Data records
⁂
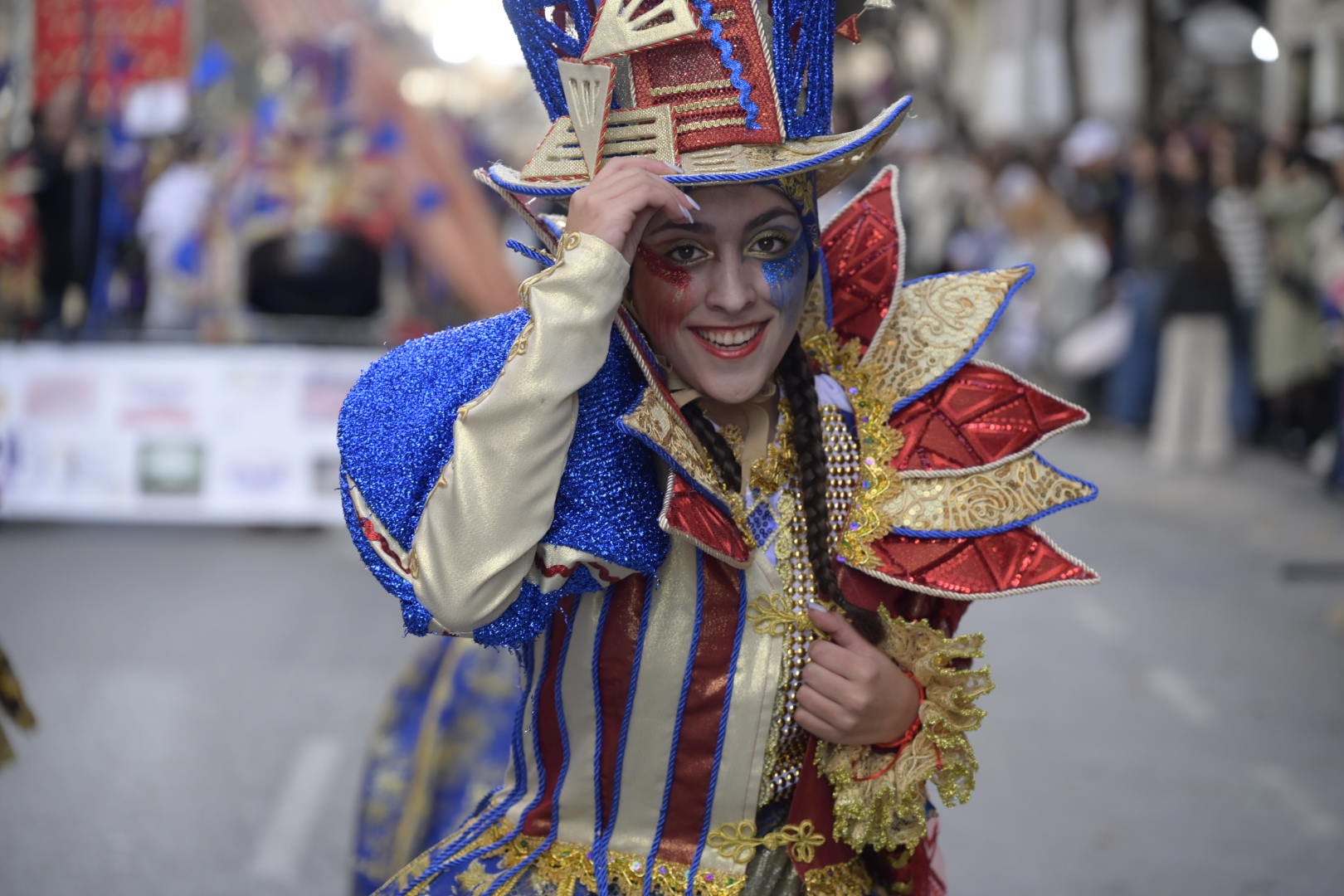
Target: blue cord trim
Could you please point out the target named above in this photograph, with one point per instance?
(993, 323)
(973, 533)
(734, 67)
(604, 841)
(765, 173)
(441, 860)
(680, 720)
(527, 251)
(503, 880)
(723, 731)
⁂
:: WHAT IS ASKED ::
Update the material above, changing "blue" to "green" and leaving every other part the same. Leave the pictures out of your version.

:: RESPONSE ::
Target: green cord trim
Could you please point out the target named above in this photograph, with one point per instance?
(993, 323)
(973, 533)
(734, 67)
(604, 841)
(765, 173)
(441, 860)
(680, 720)
(527, 251)
(503, 880)
(723, 731)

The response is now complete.